§ **Description of the task**: Copy every line of the listing exactly.

§ **Source records**:
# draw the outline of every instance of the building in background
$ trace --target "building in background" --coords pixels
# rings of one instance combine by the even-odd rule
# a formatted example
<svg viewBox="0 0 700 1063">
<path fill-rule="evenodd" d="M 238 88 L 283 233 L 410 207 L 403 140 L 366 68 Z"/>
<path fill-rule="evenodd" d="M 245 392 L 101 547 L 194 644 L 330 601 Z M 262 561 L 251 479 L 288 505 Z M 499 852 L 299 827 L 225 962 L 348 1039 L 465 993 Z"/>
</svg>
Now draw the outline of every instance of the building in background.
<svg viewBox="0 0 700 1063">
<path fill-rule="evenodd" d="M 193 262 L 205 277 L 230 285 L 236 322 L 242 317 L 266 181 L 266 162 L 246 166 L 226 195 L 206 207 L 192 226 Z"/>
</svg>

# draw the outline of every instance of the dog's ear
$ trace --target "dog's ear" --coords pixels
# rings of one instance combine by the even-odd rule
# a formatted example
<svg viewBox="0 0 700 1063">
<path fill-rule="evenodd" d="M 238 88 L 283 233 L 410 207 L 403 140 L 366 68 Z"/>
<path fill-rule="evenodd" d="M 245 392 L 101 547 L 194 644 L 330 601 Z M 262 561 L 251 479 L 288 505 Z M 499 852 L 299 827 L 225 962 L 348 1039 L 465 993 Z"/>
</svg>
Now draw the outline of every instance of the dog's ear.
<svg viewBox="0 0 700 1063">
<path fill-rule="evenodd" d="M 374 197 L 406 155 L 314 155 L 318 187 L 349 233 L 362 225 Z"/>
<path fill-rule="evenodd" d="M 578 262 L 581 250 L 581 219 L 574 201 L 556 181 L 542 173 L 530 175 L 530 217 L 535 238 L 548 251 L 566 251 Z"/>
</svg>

§ **Task answer**:
# draw the outline of every instance of the building in background
$ trace --target "building in background" --coords pixels
# rings of one instance combine by the even-odd rule
# a formatted example
<svg viewBox="0 0 700 1063">
<path fill-rule="evenodd" d="M 238 88 L 283 233 L 410 207 L 403 140 L 366 68 Z"/>
<path fill-rule="evenodd" d="M 245 392 L 101 547 L 194 644 L 330 601 Z M 262 561 L 251 479 L 288 505 Z M 499 852 L 299 827 L 225 962 L 348 1039 L 465 993 Z"/>
</svg>
Now draw the outline of every instance of the building in background.
<svg viewBox="0 0 700 1063">
<path fill-rule="evenodd" d="M 193 262 L 205 277 L 230 285 L 236 322 L 242 317 L 266 181 L 266 162 L 246 166 L 226 195 L 206 207 L 192 226 Z"/>
</svg>

# draw the outline of every instance of the dog's ear
$ trace --target "dog's ear" --coords pixels
# rings of one instance combine by the even-odd rule
# a formatted example
<svg viewBox="0 0 700 1063">
<path fill-rule="evenodd" d="M 238 88 L 283 233 L 410 207 L 403 140 L 366 68 Z"/>
<path fill-rule="evenodd" d="M 245 392 L 101 547 L 194 644 L 330 601 Z M 262 561 L 251 479 L 288 505 Z M 499 852 L 299 827 L 225 962 L 348 1039 L 465 993 Z"/>
</svg>
Now draw the outline of every instance of the dog's ear.
<svg viewBox="0 0 700 1063">
<path fill-rule="evenodd" d="M 374 197 L 406 155 L 314 155 L 318 187 L 349 233 L 362 225 Z"/>
<path fill-rule="evenodd" d="M 578 262 L 581 250 L 581 219 L 574 201 L 556 181 L 542 173 L 530 175 L 530 217 L 535 238 L 548 251 L 566 251 Z"/>
</svg>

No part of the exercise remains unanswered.